* _Work to be completed_
Type the records out again in full, exactly.

* _Record excerpts_

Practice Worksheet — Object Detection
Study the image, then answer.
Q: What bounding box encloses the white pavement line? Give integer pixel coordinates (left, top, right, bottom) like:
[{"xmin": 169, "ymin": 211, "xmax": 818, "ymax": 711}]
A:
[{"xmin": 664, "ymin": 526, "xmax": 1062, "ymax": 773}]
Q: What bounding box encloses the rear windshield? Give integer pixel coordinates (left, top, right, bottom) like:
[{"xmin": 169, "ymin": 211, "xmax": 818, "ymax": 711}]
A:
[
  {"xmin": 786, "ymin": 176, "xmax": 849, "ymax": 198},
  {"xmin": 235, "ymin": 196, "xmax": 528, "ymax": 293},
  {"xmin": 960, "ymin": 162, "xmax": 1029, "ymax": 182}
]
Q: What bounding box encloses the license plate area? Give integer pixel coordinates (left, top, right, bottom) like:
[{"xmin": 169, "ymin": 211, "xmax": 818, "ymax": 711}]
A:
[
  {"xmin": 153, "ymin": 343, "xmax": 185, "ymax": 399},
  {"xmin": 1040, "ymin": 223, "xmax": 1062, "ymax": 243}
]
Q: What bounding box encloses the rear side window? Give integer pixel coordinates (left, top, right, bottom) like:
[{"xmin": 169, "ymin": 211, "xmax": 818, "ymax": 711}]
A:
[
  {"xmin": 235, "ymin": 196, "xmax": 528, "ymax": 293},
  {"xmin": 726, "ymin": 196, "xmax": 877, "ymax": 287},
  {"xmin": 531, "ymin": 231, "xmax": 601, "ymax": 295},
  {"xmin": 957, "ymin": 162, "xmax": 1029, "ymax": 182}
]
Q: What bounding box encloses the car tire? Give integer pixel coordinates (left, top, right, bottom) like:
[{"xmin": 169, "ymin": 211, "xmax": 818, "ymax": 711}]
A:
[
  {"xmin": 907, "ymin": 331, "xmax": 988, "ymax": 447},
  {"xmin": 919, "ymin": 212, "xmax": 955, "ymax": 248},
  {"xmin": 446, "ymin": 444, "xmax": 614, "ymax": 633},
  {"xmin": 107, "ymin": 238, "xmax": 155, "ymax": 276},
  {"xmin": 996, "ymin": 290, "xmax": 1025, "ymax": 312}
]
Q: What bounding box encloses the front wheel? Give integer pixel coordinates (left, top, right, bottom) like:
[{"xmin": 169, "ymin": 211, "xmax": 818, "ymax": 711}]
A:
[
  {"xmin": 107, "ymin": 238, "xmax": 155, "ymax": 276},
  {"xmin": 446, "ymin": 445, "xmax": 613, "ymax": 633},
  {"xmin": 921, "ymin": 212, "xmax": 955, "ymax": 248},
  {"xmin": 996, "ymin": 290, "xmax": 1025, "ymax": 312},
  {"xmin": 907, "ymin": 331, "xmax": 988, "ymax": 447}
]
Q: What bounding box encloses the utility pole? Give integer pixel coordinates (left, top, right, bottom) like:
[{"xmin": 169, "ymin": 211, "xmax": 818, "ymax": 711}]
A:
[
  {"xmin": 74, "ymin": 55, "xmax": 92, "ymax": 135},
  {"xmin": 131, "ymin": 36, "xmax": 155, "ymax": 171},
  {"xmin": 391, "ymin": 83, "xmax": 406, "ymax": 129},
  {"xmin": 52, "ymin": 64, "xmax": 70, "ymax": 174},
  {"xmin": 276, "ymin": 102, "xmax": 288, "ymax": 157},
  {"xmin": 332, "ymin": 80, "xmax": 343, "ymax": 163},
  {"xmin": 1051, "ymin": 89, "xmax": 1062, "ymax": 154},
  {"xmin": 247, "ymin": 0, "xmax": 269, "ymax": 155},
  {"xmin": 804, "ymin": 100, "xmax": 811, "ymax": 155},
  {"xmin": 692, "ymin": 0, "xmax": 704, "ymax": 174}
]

* _Answer for this exercise_
Practice Worksheet — Object Detection
Study the image, then answer.
Q: What bounding box encloses the white pavement line? Give integer pixel coordinates (left, top, right, bottom) like:
[{"xmin": 169, "ymin": 211, "xmax": 818, "ymax": 711}]
A:
[{"xmin": 664, "ymin": 526, "xmax": 1062, "ymax": 773}]
Q: What bounding box encloses the rear windshield? Give integer pixel coordinates (left, top, right, bottom) like:
[{"xmin": 169, "ymin": 211, "xmax": 818, "ymax": 711}]
A:
[
  {"xmin": 786, "ymin": 176, "xmax": 849, "ymax": 198},
  {"xmin": 235, "ymin": 196, "xmax": 528, "ymax": 293},
  {"xmin": 960, "ymin": 162, "xmax": 1029, "ymax": 182}
]
Q: What bounding box encloses the license plate area? Give integer pixel coordinates (left, top, right, bottom) like:
[{"xmin": 169, "ymin": 211, "xmax": 818, "ymax": 711}]
A:
[
  {"xmin": 153, "ymin": 343, "xmax": 185, "ymax": 399},
  {"xmin": 1040, "ymin": 223, "xmax": 1062, "ymax": 243}
]
Q: What bounding box encloses the rear side window? Give integer pixel coordinates (left, top, right, bottom) like:
[{"xmin": 169, "ymin": 211, "xmax": 818, "ymax": 711}]
A:
[
  {"xmin": 235, "ymin": 196, "xmax": 528, "ymax": 293},
  {"xmin": 726, "ymin": 196, "xmax": 877, "ymax": 287},
  {"xmin": 531, "ymin": 231, "xmax": 601, "ymax": 295},
  {"xmin": 957, "ymin": 162, "xmax": 1029, "ymax": 182}
]
Q: What bounding box encloses the car tire? Give integer pixel coordinates (left, top, right, bottom) like:
[{"xmin": 169, "ymin": 211, "xmax": 818, "ymax": 711}]
A:
[
  {"xmin": 907, "ymin": 331, "xmax": 988, "ymax": 447},
  {"xmin": 919, "ymin": 212, "xmax": 955, "ymax": 248},
  {"xmin": 446, "ymin": 444, "xmax": 614, "ymax": 633},
  {"xmin": 107, "ymin": 238, "xmax": 155, "ymax": 276},
  {"xmin": 996, "ymin": 290, "xmax": 1025, "ymax": 312}
]
Q: What bounding box encloses the front wheel? Give integer pixel coordinates (left, top, right, bottom) like:
[{"xmin": 169, "ymin": 211, "xmax": 818, "ymax": 711}]
A:
[
  {"xmin": 107, "ymin": 238, "xmax": 155, "ymax": 276},
  {"xmin": 446, "ymin": 445, "xmax": 613, "ymax": 633},
  {"xmin": 921, "ymin": 212, "xmax": 955, "ymax": 248},
  {"xmin": 996, "ymin": 290, "xmax": 1025, "ymax": 312},
  {"xmin": 907, "ymin": 331, "xmax": 988, "ymax": 447}
]
Q: What bounding box encloses the utility pole? Give integer pixel coordinates (left, top, right, bottom) like:
[{"xmin": 169, "ymin": 211, "xmax": 818, "ymax": 711}]
A:
[
  {"xmin": 74, "ymin": 55, "xmax": 92, "ymax": 135},
  {"xmin": 131, "ymin": 36, "xmax": 155, "ymax": 171},
  {"xmin": 391, "ymin": 83, "xmax": 406, "ymax": 129},
  {"xmin": 52, "ymin": 64, "xmax": 70, "ymax": 174},
  {"xmin": 276, "ymin": 102, "xmax": 288, "ymax": 157},
  {"xmin": 332, "ymin": 80, "xmax": 343, "ymax": 163},
  {"xmin": 1051, "ymin": 89, "xmax": 1062, "ymax": 154},
  {"xmin": 247, "ymin": 0, "xmax": 269, "ymax": 155},
  {"xmin": 804, "ymin": 100, "xmax": 811, "ymax": 155},
  {"xmin": 692, "ymin": 0, "xmax": 704, "ymax": 174}
]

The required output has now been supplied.